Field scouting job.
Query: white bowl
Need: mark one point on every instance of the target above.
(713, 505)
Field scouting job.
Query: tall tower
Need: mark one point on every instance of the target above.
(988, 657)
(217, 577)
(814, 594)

## Exercise instructions
Copy all of the data above line for line, changing nothing.

## The solution
Field scouting job.
Query: white bowl
Need: mark one point on every instance of the target above.
(713, 505)
Field scouting job.
Query: tall tower
Need: mark one point on every instance of the target above.
(988, 657)
(217, 577)
(814, 594)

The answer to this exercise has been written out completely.